§ TASK BRIEF
The entries below should be transcribed in their entirety, exactly as written.

§ GIVEN ENTRIES
-*-*-

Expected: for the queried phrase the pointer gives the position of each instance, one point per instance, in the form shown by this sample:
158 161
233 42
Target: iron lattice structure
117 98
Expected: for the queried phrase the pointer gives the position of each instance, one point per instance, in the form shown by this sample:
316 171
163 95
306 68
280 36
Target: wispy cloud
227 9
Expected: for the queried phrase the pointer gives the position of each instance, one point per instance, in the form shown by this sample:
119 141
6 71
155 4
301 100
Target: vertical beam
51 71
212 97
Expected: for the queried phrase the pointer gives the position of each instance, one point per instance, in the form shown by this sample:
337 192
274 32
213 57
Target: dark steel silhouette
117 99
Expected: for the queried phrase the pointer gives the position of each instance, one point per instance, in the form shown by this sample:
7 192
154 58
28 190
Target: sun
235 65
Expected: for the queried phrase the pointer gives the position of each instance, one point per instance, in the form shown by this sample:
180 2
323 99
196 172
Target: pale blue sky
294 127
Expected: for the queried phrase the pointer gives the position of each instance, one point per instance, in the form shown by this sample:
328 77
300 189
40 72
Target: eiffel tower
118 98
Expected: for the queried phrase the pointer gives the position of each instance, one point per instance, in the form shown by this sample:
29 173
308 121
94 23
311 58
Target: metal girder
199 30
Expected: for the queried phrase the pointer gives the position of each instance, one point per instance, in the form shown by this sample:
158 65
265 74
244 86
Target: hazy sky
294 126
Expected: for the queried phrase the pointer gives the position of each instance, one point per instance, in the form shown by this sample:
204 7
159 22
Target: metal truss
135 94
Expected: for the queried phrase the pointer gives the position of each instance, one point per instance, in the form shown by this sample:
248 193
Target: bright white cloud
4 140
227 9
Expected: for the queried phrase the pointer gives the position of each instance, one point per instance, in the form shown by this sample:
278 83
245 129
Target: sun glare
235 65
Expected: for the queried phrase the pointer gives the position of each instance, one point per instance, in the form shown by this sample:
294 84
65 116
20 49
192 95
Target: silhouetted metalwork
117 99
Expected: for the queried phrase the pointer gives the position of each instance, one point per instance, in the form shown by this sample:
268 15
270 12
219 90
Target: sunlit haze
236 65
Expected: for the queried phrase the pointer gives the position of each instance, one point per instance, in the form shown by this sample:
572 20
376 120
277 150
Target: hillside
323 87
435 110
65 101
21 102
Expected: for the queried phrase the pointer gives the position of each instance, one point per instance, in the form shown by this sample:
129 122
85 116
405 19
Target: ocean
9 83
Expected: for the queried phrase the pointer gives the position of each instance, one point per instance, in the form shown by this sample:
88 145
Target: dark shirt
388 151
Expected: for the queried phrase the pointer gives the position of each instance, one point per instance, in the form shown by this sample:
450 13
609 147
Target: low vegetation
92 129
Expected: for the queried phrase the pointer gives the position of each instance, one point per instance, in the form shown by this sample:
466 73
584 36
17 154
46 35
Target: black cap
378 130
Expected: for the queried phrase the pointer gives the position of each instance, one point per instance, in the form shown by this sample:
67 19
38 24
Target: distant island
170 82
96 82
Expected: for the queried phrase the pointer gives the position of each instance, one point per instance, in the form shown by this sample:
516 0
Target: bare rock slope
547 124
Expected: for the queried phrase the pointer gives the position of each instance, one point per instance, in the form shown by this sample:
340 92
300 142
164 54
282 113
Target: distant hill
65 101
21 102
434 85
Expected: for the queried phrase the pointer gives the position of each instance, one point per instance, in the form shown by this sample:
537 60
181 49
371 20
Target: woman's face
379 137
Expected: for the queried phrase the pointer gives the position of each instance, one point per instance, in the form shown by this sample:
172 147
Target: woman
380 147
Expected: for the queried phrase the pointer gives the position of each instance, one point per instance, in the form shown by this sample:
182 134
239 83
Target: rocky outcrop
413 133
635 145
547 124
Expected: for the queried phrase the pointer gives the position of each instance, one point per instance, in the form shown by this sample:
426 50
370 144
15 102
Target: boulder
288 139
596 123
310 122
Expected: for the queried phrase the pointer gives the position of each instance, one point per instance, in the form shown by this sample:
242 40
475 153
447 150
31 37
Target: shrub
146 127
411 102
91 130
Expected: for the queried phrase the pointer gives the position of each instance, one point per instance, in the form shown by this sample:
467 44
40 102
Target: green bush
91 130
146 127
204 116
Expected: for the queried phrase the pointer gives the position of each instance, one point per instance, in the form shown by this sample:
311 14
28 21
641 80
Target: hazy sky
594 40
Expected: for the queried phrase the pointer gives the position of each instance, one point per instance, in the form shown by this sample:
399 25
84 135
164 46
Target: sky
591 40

-*-*-

§ WRITTEN REPLY
Expected: for the queried phrase the pointer gives the position of each instance, one point per instance, in the form shown by this sample:
158 161
233 42
Target: iron lattice structure
117 98
Expected: for the queried phrase the pointer gives the position of each instance, one point per instance, in the form shown by this sample:
316 171
163 95
306 68
280 36
Target: wispy cloud
227 9
Expected: for the queried phrase the pointer gives the position of each instance, one point per instance, in the form shown by this sample:
119 141
6 71
155 4
301 100
Target: vertical beam
51 71
212 97
Expected: for the queried phrase the pointer gives the position of each instance, one point per instance, in the form shown by this sample:
337 192
274 32
213 57
Target: dark steel silhouette
117 99
Expected: for the queried phrase the pointer gives the position of each instance, one point per instance, in the form shown by this sample:
7 192
154 58
28 190
Target: sun
235 65
Expected: for the queried phrase the pointer gives the position of each instance, one point per instance, in the form shown by this sample:
180 2
323 99
196 172
Target: pale blue sky
294 127
Expected: for the queried phrase the pointer gives the position of each instance, one point per instance, in the form shown by this sample:
328 77
300 189
40 72
Target: eiffel tower
118 98
Expected: for the queried phrase the pointer gives the position of each instance, one point per instance, in the form shown by this sample:
29 173
308 121
94 23
311 58
Target: metal girder
199 30
Expected: for the queried phrase the pointer gives the position of each instance, one point per instance, in the form shown by this sample:
158 65
265 74
244 86
Target: hazy sky
294 126
Expected: for the queried phrase the pointer gives the position of each instance, one point per instance, in the form shown by this sample:
204 7
159 22
Target: metal truss
135 94
Expected: for the queried phrase the pointer gives the position of each instance, one point per instance, in the form shown by this sample:
248 193
Target: bright white cloud
4 140
227 9
Expected: for the queried phrase the pointer gives the position of each instance, one point per instance, in the form shown by this sample:
278 83
245 129
Target: sun glare
235 65
Expected: for the queried phrase the pointer gives the position of each instance, one point per instance, in the form shown by this sample:
294 84
65 116
20 49
192 95
Target: silhouetted metalwork
117 99
Expected: for the queried phrase the pointer gives the position of each instance, one point per instance, in the form shown by this sample:
268 15
270 12
219 90
Target: sunlit haze
236 65
Expected: for the queried phrase the pointer gives the position of each instance, one point per instance, in the form shown by this sample:
572 20
376 120
277 150
Target: hillside
323 87
435 110
65 101
21 102
Expected: for the queried phrase the pointer gives the position of each instance, one point per instance, in the form shown by this sample:
129 122
85 116
405 19
Target: ocean
9 83
Expected: for the queried phrase the pointer gives the position of each instance, one point per instance, in the form shown by this sample:
88 145
Target: dark shirt
388 151
Expected: for the queried phrase the pointer gives the position of each instance, one point per instance, in the form shown by this sample:
450 13
609 147
Target: low vegetation
92 129
Expected: for the queried phrase the pointer gives the position of each instance, one point per instance, in the form shown by this sample:
466 73
584 36
17 154
46 35
Target: black cap
378 130
Expected: for the queried phrase the pointer gives the position of each instance, one point per instance, in the form shown by this sample:
67 19
38 24
Target: distant island
170 82
96 82
Expected: for the queried phrase the pointer gives the position of each instance, one point per instance, in the form shown by this sample:
516 0
Target: bare rock slope
547 124
Expected: for the queried phrase the pointer gives the position of each instance, one point per instance, in the form shown by this sample:
340 92
300 142
164 54
282 113
Target: distant hill
65 101
21 102
434 85
Expected: for the queried phrase the pointer gives the position of each instance, one point per instance, in the form shown by this sample:
537 60
181 49
371 20
Target: woman's face
379 137
Expected: for the queried phrase the pointer gives the position of each instance, one point per instance, in the form shown by this sample:
172 147
Target: woman
380 147
Expected: for the queried phrase the pointer gives the position of each instance, one point per instance, in the form shown by this sample:
182 134
239 83
Target: rocky outcrop
413 133
635 145
547 124
Expected: for the queried phrase the pointer gives the position of each instance, one point per instance, in the form shown by this sample:
426 50
370 144
15 102
Target: boulder
288 139
596 123
310 122
Expected: for the queried phrase the pointer gives the position of each instance, one point per instance, in the form shown by this sample:
242 40
475 153
447 150
31 37
Target: shrub
146 127
411 102
91 130
Expected: for the queried phrase the pointer gives the position of each instance, one point per instance, in the form shown by this sample:
467 44
40 102
Target: green bush
91 130
146 127
204 116
Expected: for the queried phrase the pointer gives the position of each instance, one point per instance, in the form shown by this sample:
311 14
28 21
641 80
Target: hazy sky
594 40
Expected: for the queried phrase the pointer gives the position of each instance, one point per instance, in the form shown by this sample:
399 25
84 135
164 46
Target: sky
591 40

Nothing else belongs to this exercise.